(Excerpts of pointing data)

-.-.-

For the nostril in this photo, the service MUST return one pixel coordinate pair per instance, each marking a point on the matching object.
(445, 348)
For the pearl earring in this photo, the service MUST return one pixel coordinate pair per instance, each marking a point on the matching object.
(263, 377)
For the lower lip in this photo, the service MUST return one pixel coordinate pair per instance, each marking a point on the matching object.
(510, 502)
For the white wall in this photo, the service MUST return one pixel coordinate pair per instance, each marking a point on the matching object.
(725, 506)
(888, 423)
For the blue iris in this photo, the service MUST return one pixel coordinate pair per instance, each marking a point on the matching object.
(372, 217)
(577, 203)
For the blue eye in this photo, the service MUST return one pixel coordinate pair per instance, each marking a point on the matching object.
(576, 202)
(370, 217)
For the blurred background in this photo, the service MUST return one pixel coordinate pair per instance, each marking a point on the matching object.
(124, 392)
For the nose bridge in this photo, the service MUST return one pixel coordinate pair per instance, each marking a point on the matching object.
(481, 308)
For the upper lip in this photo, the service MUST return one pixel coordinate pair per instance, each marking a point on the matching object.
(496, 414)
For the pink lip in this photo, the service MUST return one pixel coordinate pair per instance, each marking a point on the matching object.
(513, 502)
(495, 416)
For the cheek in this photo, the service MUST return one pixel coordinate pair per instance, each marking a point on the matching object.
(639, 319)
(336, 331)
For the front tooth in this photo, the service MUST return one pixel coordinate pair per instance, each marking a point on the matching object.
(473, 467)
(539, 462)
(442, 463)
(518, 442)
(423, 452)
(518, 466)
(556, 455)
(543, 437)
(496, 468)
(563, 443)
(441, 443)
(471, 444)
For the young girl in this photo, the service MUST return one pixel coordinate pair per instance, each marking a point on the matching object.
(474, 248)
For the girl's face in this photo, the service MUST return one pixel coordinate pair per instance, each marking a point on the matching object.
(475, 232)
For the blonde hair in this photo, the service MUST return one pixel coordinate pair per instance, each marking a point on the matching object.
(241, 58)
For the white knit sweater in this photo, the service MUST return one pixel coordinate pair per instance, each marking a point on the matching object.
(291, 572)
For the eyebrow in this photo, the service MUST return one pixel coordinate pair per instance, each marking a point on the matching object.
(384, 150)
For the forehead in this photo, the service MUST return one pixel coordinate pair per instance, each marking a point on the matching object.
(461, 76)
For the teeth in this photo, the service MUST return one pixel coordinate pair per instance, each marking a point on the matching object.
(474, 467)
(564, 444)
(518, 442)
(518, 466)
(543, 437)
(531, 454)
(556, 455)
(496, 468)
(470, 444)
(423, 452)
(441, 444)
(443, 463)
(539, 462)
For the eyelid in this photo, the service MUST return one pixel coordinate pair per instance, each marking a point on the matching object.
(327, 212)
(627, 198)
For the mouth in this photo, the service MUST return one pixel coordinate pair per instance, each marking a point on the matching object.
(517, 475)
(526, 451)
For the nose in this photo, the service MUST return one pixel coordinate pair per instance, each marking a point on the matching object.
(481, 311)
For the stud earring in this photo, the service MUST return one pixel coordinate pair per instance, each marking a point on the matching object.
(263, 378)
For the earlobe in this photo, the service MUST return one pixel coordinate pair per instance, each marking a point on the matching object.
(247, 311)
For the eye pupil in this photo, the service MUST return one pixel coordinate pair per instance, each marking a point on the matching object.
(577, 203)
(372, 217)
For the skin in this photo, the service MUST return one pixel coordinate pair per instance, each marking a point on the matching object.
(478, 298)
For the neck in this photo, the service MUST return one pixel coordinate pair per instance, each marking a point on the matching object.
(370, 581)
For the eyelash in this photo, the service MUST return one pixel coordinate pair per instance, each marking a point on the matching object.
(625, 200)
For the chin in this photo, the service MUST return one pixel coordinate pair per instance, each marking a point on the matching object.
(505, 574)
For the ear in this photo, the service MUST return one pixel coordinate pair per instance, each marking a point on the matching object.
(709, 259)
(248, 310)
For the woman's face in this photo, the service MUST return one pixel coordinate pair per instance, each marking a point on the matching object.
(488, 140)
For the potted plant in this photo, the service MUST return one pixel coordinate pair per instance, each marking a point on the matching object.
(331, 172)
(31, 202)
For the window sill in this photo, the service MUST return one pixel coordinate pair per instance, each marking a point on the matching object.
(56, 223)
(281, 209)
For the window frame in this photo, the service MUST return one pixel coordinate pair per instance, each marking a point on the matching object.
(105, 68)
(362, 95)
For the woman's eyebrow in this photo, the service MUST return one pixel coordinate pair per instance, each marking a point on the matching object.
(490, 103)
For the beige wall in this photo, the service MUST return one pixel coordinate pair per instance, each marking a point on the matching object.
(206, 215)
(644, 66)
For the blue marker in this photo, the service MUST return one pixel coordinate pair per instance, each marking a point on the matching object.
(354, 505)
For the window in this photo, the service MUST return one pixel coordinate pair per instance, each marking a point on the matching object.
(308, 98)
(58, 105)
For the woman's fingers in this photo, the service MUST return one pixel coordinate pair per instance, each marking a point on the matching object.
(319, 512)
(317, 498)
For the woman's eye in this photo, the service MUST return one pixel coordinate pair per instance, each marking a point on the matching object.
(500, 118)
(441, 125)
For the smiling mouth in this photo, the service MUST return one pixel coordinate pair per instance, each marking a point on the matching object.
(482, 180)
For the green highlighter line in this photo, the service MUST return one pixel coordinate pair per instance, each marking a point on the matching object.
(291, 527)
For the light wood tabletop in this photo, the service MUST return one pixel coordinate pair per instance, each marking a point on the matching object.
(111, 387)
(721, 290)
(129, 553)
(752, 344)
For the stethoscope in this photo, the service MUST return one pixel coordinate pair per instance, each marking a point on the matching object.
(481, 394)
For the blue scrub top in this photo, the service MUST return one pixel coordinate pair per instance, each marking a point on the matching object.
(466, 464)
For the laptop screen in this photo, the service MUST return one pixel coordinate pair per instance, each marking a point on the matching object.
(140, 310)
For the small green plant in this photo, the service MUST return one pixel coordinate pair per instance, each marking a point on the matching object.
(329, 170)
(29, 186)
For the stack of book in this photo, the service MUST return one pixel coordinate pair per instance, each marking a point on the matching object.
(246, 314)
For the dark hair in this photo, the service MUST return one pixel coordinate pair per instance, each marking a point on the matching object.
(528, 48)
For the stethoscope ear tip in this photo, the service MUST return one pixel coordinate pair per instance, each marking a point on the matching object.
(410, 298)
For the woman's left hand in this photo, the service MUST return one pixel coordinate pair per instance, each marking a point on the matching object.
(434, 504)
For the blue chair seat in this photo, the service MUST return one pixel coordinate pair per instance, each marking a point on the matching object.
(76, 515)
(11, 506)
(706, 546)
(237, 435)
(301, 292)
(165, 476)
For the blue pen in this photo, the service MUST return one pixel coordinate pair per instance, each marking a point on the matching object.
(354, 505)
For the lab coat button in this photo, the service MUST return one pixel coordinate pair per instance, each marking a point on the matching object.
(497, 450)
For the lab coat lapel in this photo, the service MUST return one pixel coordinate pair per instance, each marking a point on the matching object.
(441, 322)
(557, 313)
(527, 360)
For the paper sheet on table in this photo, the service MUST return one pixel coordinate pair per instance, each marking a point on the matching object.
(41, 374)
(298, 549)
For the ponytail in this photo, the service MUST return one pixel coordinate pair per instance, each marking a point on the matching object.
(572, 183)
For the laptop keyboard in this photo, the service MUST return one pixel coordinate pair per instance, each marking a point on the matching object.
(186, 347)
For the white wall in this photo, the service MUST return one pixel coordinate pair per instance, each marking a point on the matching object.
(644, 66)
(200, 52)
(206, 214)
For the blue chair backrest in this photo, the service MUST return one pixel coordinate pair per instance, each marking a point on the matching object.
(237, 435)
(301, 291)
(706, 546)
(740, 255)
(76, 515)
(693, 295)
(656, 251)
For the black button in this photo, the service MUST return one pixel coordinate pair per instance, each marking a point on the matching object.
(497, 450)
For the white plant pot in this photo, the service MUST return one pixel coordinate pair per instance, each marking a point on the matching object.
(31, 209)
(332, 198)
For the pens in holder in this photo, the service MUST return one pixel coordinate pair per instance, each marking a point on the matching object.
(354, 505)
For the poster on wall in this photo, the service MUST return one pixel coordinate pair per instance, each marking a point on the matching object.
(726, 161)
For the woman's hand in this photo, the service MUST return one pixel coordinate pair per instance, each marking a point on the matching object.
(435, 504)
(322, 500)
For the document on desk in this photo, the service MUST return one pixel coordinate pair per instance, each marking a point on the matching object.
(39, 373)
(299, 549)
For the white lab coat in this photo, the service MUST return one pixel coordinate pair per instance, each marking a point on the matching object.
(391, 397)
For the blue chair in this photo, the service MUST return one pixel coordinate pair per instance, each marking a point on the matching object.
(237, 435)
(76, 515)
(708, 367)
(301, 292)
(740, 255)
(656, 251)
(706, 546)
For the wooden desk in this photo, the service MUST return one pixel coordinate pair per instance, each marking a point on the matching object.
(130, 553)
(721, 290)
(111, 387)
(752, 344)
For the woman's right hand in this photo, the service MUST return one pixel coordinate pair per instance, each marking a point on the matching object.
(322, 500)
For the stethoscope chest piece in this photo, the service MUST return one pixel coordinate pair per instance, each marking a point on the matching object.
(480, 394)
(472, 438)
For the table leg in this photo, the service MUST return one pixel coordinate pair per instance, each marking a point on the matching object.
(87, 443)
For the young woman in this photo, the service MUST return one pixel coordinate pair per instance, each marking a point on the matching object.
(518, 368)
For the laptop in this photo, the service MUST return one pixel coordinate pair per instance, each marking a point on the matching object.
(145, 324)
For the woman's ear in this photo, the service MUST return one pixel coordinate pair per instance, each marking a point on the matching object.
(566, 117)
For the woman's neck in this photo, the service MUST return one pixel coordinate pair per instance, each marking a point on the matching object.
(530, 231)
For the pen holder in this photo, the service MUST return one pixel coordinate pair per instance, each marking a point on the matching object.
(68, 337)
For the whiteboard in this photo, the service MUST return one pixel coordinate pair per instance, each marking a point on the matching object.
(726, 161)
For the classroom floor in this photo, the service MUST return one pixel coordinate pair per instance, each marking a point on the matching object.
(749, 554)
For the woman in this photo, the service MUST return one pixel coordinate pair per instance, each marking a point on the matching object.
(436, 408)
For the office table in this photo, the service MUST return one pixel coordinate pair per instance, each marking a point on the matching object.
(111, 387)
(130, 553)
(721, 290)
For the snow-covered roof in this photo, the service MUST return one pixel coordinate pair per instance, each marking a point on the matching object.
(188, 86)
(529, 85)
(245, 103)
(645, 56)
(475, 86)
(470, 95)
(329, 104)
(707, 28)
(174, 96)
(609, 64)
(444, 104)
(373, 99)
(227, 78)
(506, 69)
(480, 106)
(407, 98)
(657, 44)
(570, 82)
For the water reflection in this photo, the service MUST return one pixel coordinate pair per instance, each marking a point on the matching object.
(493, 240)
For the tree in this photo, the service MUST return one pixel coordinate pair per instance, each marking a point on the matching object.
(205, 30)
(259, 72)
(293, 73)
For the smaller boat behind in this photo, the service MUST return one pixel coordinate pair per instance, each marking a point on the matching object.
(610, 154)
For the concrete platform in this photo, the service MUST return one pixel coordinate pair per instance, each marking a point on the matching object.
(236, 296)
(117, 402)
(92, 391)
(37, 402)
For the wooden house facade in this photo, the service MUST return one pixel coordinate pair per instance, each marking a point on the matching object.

-.-.-

Reproduce exactly, with nothing added, the lines from the one that contains "For the water" to the end of the data.

For the water reflection in this photo, the service MUST return one pixel coordinate pair per instance, each marking a point on the matching object.
(493, 240)
For the tree in this photo, the service MUST return one pixel coordinate pair per instance, each marking a point on the matching object.
(205, 30)
(259, 72)
(293, 73)
For the smaller boat behind in this photo, the service MUST return one pixel coordinate pair per instance, each marking a point on the matching object.
(610, 154)
For the concrete platform in this photo, the service MUST return one pixel coordinate pair per instance, each marking a point on the matching object.
(236, 296)
(117, 402)
(92, 391)
(37, 402)
For the wooden house facade in this photo, the service MUST return one pixel coordinate pair per instance, each marking a point on the matching object.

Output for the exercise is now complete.